● **DATA FOR THIS TASK**
--- begin ---
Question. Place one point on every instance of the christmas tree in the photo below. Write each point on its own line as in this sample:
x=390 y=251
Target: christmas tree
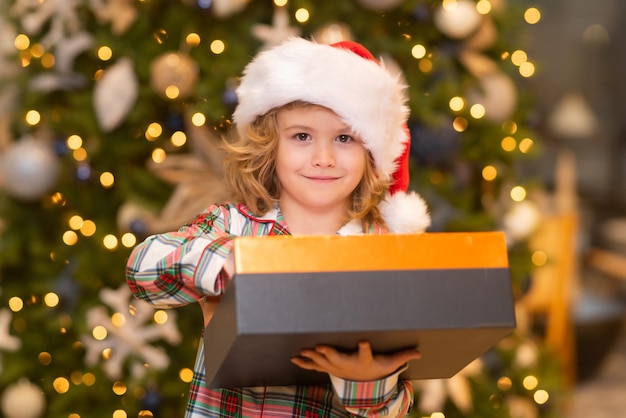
x=110 y=115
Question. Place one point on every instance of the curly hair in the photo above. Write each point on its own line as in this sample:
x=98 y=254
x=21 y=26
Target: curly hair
x=250 y=171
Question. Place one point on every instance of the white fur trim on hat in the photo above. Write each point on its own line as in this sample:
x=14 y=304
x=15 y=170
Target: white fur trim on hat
x=360 y=91
x=405 y=213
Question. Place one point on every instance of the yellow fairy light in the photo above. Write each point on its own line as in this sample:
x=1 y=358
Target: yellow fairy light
x=198 y=119
x=185 y=374
x=460 y=124
x=61 y=385
x=489 y=173
x=217 y=46
x=508 y=143
x=192 y=39
x=456 y=104
x=88 y=228
x=532 y=15
x=110 y=242
x=128 y=240
x=22 y=42
x=16 y=304
x=178 y=138
x=107 y=180
x=519 y=57
x=75 y=222
x=160 y=317
x=302 y=15
x=44 y=358
x=518 y=193
x=32 y=117
x=48 y=60
x=539 y=258
x=158 y=155
x=525 y=145
x=477 y=111
x=118 y=319
x=70 y=238
x=105 y=53
x=119 y=388
x=99 y=332
x=483 y=7
x=418 y=51
x=51 y=299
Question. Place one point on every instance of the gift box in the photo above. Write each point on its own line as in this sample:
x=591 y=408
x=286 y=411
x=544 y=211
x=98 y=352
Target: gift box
x=447 y=293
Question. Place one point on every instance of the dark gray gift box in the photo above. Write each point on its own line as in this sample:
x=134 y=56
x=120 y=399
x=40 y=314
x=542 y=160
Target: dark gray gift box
x=447 y=293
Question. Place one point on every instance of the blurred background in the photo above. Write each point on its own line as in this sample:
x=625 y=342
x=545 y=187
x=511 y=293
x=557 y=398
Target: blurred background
x=111 y=112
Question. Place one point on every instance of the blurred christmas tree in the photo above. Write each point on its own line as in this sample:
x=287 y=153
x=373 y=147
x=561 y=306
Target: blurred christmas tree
x=109 y=115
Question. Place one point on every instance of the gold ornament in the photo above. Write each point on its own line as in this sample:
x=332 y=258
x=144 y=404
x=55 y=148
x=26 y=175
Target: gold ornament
x=174 y=75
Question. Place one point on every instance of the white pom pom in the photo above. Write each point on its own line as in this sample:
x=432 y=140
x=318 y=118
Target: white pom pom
x=405 y=213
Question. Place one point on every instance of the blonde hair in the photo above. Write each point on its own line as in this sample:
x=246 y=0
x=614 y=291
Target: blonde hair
x=250 y=171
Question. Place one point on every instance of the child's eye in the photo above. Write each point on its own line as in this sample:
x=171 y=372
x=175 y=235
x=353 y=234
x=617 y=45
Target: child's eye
x=345 y=138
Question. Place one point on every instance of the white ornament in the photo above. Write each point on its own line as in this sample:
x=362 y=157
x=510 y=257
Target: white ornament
x=130 y=336
x=457 y=19
x=278 y=32
x=174 y=69
x=28 y=169
x=23 y=400
x=498 y=95
x=521 y=220
x=380 y=5
x=115 y=94
x=8 y=342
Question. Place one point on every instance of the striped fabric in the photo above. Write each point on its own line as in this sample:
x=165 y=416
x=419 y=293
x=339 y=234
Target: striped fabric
x=177 y=268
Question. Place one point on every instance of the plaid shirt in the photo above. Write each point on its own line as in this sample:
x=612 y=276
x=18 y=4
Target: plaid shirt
x=178 y=268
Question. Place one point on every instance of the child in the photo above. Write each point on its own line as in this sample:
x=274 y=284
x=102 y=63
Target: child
x=322 y=149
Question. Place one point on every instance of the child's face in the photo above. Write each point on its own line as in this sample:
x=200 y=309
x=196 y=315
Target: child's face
x=319 y=161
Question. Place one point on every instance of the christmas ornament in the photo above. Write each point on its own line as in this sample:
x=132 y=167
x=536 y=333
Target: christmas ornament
x=29 y=168
x=573 y=118
x=22 y=400
x=380 y=5
x=121 y=13
x=333 y=33
x=173 y=70
x=59 y=17
x=457 y=19
x=521 y=220
x=130 y=335
x=278 y=32
x=115 y=94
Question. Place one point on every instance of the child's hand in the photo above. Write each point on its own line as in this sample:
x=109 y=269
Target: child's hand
x=361 y=366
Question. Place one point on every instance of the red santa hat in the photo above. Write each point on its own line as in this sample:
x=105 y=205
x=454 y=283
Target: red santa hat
x=346 y=78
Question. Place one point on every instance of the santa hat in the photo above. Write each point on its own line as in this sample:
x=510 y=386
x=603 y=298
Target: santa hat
x=346 y=78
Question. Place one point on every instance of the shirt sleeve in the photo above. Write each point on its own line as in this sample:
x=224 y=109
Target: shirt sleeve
x=177 y=268
x=387 y=397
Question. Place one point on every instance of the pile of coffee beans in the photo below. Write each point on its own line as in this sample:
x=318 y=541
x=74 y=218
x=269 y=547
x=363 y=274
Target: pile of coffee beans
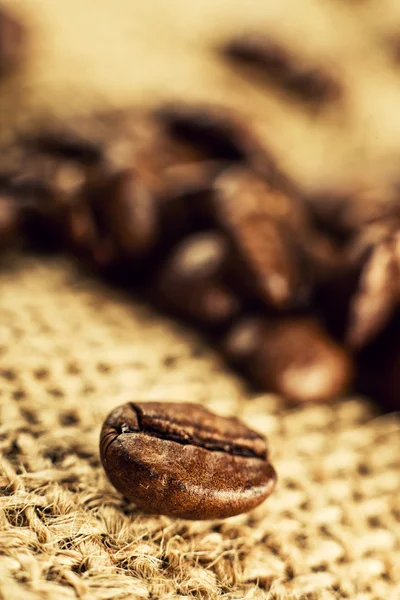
--- end ---
● **WORK REQUIRED**
Please give every line of the rows above as a JSON list of strings, one string per line, with blank lines and the pictures left out.

● **THE SOLUTION**
[
  "Question. Place one point on every instance of the christmas tree in the photo below. Write each point on its own line as in this sample:",
  "x=390 y=251",
  "Target: christmas tree",
  "x=110 y=115",
  "Question. Place one point on every instance of the curly hair in the photo above. Write each point on its own line as in this sample:",
  "x=98 y=254",
  "x=21 y=26",
  "Target: curly hair",
  "x=250 y=171",
  "Question. Place one point on every instance of the white fur trim on hat in the photo above. Write each point on its own line as in this sample:",
  "x=14 y=304",
  "x=15 y=170",
  "Target: white fur trim on hat",
  "x=360 y=91",
  "x=405 y=213",
  "Question. Place one point on every instance of the yellow fairy light in the photo above. Write each point on its own line as in this sample:",
  "x=1 y=358",
  "Target: yellow fairy light",
  "x=198 y=119",
  "x=185 y=374",
  "x=460 y=124",
  "x=61 y=385",
  "x=489 y=173",
  "x=217 y=46",
  "x=508 y=143",
  "x=192 y=39",
  "x=456 y=104",
  "x=88 y=228",
  "x=532 y=15",
  "x=110 y=242",
  "x=128 y=240",
  "x=22 y=42",
  "x=16 y=304",
  "x=178 y=138",
  "x=107 y=180",
  "x=519 y=57",
  "x=75 y=222",
  "x=160 y=317",
  "x=302 y=15",
  "x=44 y=358",
  "x=518 y=193",
  "x=32 y=117",
  "x=48 y=60",
  "x=539 y=258",
  "x=158 y=155",
  "x=525 y=145",
  "x=477 y=111",
  "x=118 y=319",
  "x=70 y=238",
  "x=105 y=53",
  "x=119 y=388",
  "x=99 y=332",
  "x=483 y=7",
  "x=418 y=51",
  "x=51 y=299",
  "Question. Place one point on every instance of the gift box in the photo above. Write each point on its own line as in this sample:",
  "x=591 y=408",
  "x=286 y=411",
  "x=544 y=211",
  "x=98 y=352",
  "Target: gift box",
  "x=447 y=293",
  "Question. Place one point on every instance of the dark gray gift box in the photo above. Write each point on its own line as in this sample:",
  "x=134 y=56",
  "x=120 y=399",
  "x=40 y=314",
  "x=542 y=160",
  "Target: dark gray gift box",
  "x=447 y=293",
  "Question. Place one point on every instance of the blurred background in the photo above. Write each point on its own line as in this sample:",
  "x=625 y=342",
  "x=545 y=187",
  "x=511 y=293",
  "x=557 y=398",
  "Target: blurred background",
  "x=111 y=112",
  "Question. Place one point on every instance of the blurred christmas tree in the photo above. Write each point on its own line as in this sample:",
  "x=287 y=153",
  "x=373 y=147",
  "x=561 y=306",
  "Target: blurred christmas tree",
  "x=109 y=115",
  "Question. Place one point on every instance of the gold ornament in the photo above. Write each point on its own line as in this sample:",
  "x=332 y=258",
  "x=144 y=404",
  "x=55 y=148",
  "x=26 y=175",
  "Target: gold ornament",
  "x=174 y=75",
  "Question. Place one point on every instance of the white pom pom in the photo above. Write each point on its own line as in this sample:",
  "x=432 y=140",
  "x=318 y=118",
  "Target: white pom pom",
  "x=405 y=213",
  "Question. Place one point on every instance of the blonde hair in the photo above. Write each point on its own line as in this sample:",
  "x=246 y=0",
  "x=614 y=291",
  "Target: blonde hair",
  "x=250 y=171",
  "Question. Place one point on every instance of the child's eye in the photo above. Write each point on its own line as in this sample:",
  "x=171 y=372",
  "x=175 y=235",
  "x=353 y=234",
  "x=617 y=45",
  "Target: child's eye",
  "x=345 y=138",
  "Question. Place one point on every instance of the white ornament in the photo above. Write each point on its own line as in this sample:",
  "x=362 y=157",
  "x=510 y=257",
  "Target: white ornament",
  "x=130 y=336",
  "x=457 y=19",
  "x=278 y=32",
  "x=174 y=69",
  "x=28 y=169",
  "x=23 y=400",
  "x=498 y=95",
  "x=521 y=220",
  "x=380 y=5",
  "x=115 y=94",
  "x=8 y=342",
  "Question. Place one point on every instance of the striped fabric in the photo above. Write each point on its own line as in this sample:",
  "x=165 y=416",
  "x=419 y=293",
  "x=339 y=234",
  "Target: striped fabric",
  "x=177 y=268",
  "Question. Place one point on every instance of the plaid shirt in the photo above. Write each point on its own line as in this sample:",
  "x=612 y=276",
  "x=18 y=4",
  "Target: plaid shirt",
  "x=178 y=268",
  "Question. Place one point on every instance of the child in the photo above. Write each point on its own line as in this sample:",
  "x=274 y=284",
  "x=102 y=63",
  "Target: child",
  "x=322 y=149",
  "Question. Place one point on every instance of the child's face in the photo above. Write each point on its own line as in this sample:",
  "x=200 y=309",
  "x=196 y=315",
  "Target: child's face",
  "x=319 y=161",
  "Question. Place one point on every instance of the christmas ornament in the photo above. Write each point on its own line as in this sample:",
  "x=132 y=167",
  "x=536 y=333",
  "Target: christmas ornament",
  "x=29 y=168",
  "x=573 y=118",
  "x=22 y=400",
  "x=380 y=5",
  "x=121 y=13",
  "x=333 y=33",
  "x=173 y=70",
  "x=59 y=17",
  "x=457 y=19",
  "x=521 y=220",
  "x=130 y=335",
  "x=278 y=32",
  "x=115 y=94",
  "Question. Place one point on every instance of the child's hand in the photo above. Write each point on its own line as in this sample:",
  "x=109 y=269",
  "Target: child's hand",
  "x=361 y=366",
  "Question. Place one point on every instance of the red santa hat in the photo above. Write each point on its own line as in this sample:",
  "x=105 y=205",
  "x=454 y=283",
  "Target: red santa hat",
  "x=346 y=78",
  "Question. Place one point on every instance of the santa hat in the photo above. Write each point on its own line as in this sample:",
  "x=510 y=386",
  "x=603 y=298",
  "Target: santa hat",
  "x=346 y=78",
  "Question. Place one point on every instance of the shirt sleeve in the photo above. Write each point on its own line as in this sample:",
  "x=224 y=109",
  "Target: shirt sleeve",
  "x=177 y=268",
  "x=387 y=397",
  "Question. Place one point on every instance of the pile of coffee beans in the photo below. Write each point on its own line as in this sample:",
  "x=318 y=541",
  "x=74 y=218",
  "x=269 y=547",
  "x=363 y=274",
  "Target: pile of coffee beans"
]